═══ INFORMATION GIVEN ═══

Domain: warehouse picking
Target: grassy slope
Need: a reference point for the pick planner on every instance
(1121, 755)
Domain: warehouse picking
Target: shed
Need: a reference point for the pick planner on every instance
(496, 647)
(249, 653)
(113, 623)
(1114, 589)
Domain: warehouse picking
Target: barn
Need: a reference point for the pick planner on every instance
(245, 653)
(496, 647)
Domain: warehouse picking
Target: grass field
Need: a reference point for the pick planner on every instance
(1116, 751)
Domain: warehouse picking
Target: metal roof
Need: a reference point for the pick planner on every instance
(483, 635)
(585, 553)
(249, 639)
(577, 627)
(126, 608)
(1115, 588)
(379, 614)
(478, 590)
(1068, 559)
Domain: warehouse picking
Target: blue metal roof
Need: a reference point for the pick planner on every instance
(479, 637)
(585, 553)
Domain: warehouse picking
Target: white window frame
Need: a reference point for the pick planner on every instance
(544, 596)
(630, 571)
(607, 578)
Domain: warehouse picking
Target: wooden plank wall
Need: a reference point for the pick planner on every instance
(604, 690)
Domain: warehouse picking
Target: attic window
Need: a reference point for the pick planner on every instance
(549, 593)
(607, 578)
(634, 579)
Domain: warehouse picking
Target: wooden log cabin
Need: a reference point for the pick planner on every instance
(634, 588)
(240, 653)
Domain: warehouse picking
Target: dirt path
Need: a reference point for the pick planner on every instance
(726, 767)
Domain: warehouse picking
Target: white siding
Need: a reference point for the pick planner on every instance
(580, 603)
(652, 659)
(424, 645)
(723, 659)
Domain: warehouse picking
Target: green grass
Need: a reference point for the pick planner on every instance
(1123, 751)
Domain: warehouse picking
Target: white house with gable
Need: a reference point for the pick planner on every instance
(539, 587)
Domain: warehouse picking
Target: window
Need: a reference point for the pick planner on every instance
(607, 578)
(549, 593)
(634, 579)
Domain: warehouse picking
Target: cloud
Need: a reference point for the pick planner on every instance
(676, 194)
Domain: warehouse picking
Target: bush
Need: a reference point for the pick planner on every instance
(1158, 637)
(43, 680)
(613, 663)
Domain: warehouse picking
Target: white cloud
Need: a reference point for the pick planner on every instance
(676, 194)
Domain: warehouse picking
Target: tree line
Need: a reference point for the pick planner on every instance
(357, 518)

═══

▶ [TASK STATEMENT]:
Copy every line above word for word, from the first through the last.

▶ [RESPONSE TO THIS EXERCISE]:
Domain: warehouse picking
Target: grassy slope
Need: a reference point for the pick planner on every instance
(1121, 755)
Domain: warehouse picking
Target: shed
Need: a reference point for the pick planner on every instance
(496, 647)
(249, 653)
(113, 623)
(1114, 589)
Domain: warehouse picking
Target: barn
Need: a reference point for the pick planner on every instance
(245, 653)
(496, 647)
Domain: warehouse picking
Target: grass field
Need: a reference point for the pick planner on every instance
(1116, 751)
Domain: warehouse picking
Target: metal roof
Need: a reference point for the pick planner on every instance
(483, 635)
(585, 553)
(249, 639)
(577, 627)
(126, 608)
(1115, 588)
(379, 614)
(478, 590)
(1068, 559)
Domain: warehouse picking
Target: blue metal roof
Need: a reference point for the pick planner on every instance
(479, 637)
(585, 553)
Domain: warehouse picking
Target: white window frame
Need: a reference point for the pick planner on every instance
(544, 596)
(630, 571)
(607, 578)
Domain: warehouse picking
Target: wooden plank wall
Need: a reference point for the pick planner on every instance
(604, 690)
Domain: warehouse picking
Target: attic window
Need: a reference point for the pick planner on every instance
(549, 593)
(607, 578)
(634, 579)
Domain: warehouse picking
Target: wooden log cabin
Need: a reference point for the pick planner on every instance
(634, 588)
(240, 653)
Domain: warehouse picking
Target: dirt path
Need: a reference point for the pick planner on every instance
(726, 767)
Domain: warehouse picking
Target: white siding
Need: a reference point for the pick planner on every instance
(580, 603)
(652, 659)
(424, 645)
(723, 659)
Domain: warehouse picking
Target: green grass
Need: a reference point for the pick planner on every instance
(1123, 751)
Domain: warehouse picking
Target: white house with gable
Need: a reference point for the pick planner on every instance
(539, 587)
Domain: warehouse picking
Target: window
Need: a reference point for the pick planner on every instance
(607, 578)
(549, 593)
(634, 579)
Domain: warehouse picking
Target: cloud
Need: a reference point for the pick planner on every instance
(676, 194)
Domain: warehouse picking
Target: bush
Need: a reference point for the pick planner on every instance
(1158, 637)
(43, 680)
(613, 663)
Domain: warehouse picking
Target: white cloud
Need: a reference point for the pick planner on every instance
(676, 194)
Domain: warehouse picking
Target: tree line
Need: a reference point for the pick planner on every instance
(357, 518)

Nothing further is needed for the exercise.